The full listing below should be repeated exactly.

Exercise input Start Marker

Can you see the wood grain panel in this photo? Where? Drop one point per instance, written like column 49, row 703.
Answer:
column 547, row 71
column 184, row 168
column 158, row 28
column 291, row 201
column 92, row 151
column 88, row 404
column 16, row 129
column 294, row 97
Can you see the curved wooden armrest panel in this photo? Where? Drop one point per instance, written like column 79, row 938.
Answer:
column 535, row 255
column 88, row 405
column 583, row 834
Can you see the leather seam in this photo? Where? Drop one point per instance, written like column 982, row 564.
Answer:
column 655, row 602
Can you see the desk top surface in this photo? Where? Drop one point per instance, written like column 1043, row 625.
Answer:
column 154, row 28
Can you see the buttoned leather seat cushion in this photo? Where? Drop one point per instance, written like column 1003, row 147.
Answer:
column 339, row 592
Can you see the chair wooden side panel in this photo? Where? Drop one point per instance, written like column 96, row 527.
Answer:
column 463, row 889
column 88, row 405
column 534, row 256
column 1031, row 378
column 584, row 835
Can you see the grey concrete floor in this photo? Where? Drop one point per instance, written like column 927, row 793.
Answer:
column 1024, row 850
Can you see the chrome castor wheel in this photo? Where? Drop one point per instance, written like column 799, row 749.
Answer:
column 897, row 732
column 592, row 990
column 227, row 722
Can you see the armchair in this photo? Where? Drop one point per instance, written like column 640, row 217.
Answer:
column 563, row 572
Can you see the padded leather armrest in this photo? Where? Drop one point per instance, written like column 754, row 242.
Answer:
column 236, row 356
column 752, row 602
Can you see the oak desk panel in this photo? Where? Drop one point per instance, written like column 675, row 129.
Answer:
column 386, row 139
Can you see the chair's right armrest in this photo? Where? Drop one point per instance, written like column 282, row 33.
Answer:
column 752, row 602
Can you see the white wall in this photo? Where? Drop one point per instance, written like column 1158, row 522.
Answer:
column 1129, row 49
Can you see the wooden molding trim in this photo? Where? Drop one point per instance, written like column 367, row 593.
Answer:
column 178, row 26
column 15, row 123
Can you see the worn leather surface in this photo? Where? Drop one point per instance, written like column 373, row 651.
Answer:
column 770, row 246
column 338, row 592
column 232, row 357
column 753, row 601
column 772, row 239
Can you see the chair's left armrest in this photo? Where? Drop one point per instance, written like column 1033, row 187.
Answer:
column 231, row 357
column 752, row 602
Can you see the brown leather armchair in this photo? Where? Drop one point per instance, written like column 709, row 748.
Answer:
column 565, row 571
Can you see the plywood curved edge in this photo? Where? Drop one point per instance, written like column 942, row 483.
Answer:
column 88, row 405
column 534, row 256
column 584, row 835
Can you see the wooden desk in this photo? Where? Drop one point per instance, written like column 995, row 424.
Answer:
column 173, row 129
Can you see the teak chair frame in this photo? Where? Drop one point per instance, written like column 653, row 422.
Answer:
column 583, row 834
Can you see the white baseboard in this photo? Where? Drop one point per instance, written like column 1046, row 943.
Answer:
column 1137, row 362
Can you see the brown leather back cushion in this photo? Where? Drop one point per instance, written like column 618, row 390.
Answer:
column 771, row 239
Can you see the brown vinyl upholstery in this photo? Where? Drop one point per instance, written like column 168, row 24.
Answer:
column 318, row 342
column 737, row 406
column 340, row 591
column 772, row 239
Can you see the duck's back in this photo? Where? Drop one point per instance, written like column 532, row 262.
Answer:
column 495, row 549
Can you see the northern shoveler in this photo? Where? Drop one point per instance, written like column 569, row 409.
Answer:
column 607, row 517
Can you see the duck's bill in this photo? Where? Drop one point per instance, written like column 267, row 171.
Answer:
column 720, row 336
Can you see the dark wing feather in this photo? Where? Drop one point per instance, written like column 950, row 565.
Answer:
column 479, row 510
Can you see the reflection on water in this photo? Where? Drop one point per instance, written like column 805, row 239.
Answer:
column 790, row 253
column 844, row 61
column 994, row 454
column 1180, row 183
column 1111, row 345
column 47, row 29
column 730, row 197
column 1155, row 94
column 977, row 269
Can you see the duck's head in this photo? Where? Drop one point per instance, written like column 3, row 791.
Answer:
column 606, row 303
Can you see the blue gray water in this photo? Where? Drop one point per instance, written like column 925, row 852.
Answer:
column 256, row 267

Exercise input End Marker

◆ **Worked solution**
Can you see the wood grain panel in this photo? Where? Drop one point per instance, written like column 49, row 703.
Answer:
column 547, row 71
column 184, row 168
column 158, row 28
column 291, row 201
column 92, row 151
column 88, row 404
column 16, row 129
column 294, row 97
Can you see the curved wooden armrest panel in this photo? Where? Drop one point per instance, written like column 79, row 938.
Answer:
column 535, row 255
column 88, row 405
column 583, row 834
Can you see the leather seam in this photo? Where? Drop one point per instance, written like column 982, row 564.
Answer:
column 655, row 602
Can you see the desk top surface in this photo? Where? Drop one point per instance, written like column 1043, row 625.
Answer:
column 154, row 28
Can you see the buttoned leather seat cushion in this photo? Where? Drop one point per instance, written like column 1003, row 147.
Answer:
column 339, row 592
Can you see the chair wooden side panel in this photo? Where? Drop one point per instance, written like column 96, row 527.
Answer:
column 463, row 889
column 88, row 405
column 534, row 256
column 1031, row 378
column 584, row 835
Can you see the grey concrete floor in this photo? Where? Drop one point per instance, written like column 927, row 793.
Answer:
column 1024, row 850
Can you see the chrome castor wheel in this photo? Where? Drop one point per instance, written like column 799, row 749.
Answer:
column 897, row 732
column 592, row 990
column 227, row 722
Can you see the armchair in this photo? Where? Drop one point per instance, written like column 640, row 217.
Answer:
column 563, row 572
Can you see the padded leather armrest in this photo? Where? Drop one point per instance, written like column 754, row 242.
Answer:
column 236, row 356
column 752, row 602
Can you see the oak desk panel in this photo? Where? Drop one point per instance, written like column 675, row 129.
Answer:
column 386, row 139
Can you see the chair's right armrest in this photo? Where? Drop one point per instance, written like column 282, row 33.
Answer:
column 752, row 602
Can you see the white wall in this photo? Where? Drop one point per instance, written like column 1158, row 522.
Answer:
column 1129, row 49
Can you see the wooden molding trim in this photo? Where? Drop one point per instance, written like column 367, row 593.
Answer:
column 178, row 26
column 15, row 123
Can you see the worn leather surface in this photo? Where? Drop one point per instance, written like column 373, row 651.
Answer:
column 770, row 246
column 338, row 592
column 232, row 357
column 753, row 601
column 772, row 239
Can you see the chair's left armrest in this photo? Where? Drop one point per instance, written like column 1033, row 187.
Answer:
column 231, row 357
column 752, row 602
Can you see the brown leather armchair in this photo? Where? Drop one point per instance, written like column 709, row 748.
Answer:
column 565, row 571
Can you see the plywood curved edge in this photo? Where? Drop one point per instance, written like column 942, row 483.
Answer:
column 88, row 405
column 534, row 256
column 584, row 835
Can you see the wooden desk in this photo? Where? Drop one point per instance, written like column 995, row 424.
Answer:
column 173, row 129
Can you see the teak chair frame in this photo? Where? Drop one point per instance, written like column 653, row 422.
Answer:
column 583, row 834
Can you see the white baseboard in this photo? Where? Drop one point per instance, written like column 1046, row 943.
Answer:
column 1137, row 362
Can you see the brown leather back cushion in this photo? Where? Drop one point per instance, written like column 618, row 390.
Answer:
column 771, row 239
Can you see the brown vinyl upholstery in this photo? Where? Drop one point per instance, written like column 168, row 24.
Answer:
column 318, row 342
column 737, row 406
column 340, row 591
column 772, row 239
Can you see the duck's back in this photo? Where? Drop one point per instance, written like column 532, row 262.
Answer:
column 495, row 549
Can you see the northern shoveler in this photo? Where? Drop one point per instance, written like column 569, row 409.
Answer:
column 607, row 517
Can you see the duck's bill in this photo? Where? Drop one point per instance, written like column 267, row 171.
Answer:
column 720, row 336
Can you see the dark wing feather in this photo? Where? Drop one point per instance, written like column 950, row 565.
Answer:
column 479, row 510
Can you see the reflection on water in this photo? Where? Drop one point per instance, written like column 805, row 239.
Answer:
column 790, row 253
column 844, row 61
column 994, row 454
column 1180, row 183
column 1111, row 345
column 47, row 29
column 730, row 197
column 1155, row 94
column 977, row 269
Can you see the duck's head in this photo? Where? Drop one point per instance, written like column 3, row 791.
Answer:
column 606, row 303
Can you see the blue gray water in this photo? Where? Drop one point per instance, written like column 925, row 852.
Answer:
column 256, row 267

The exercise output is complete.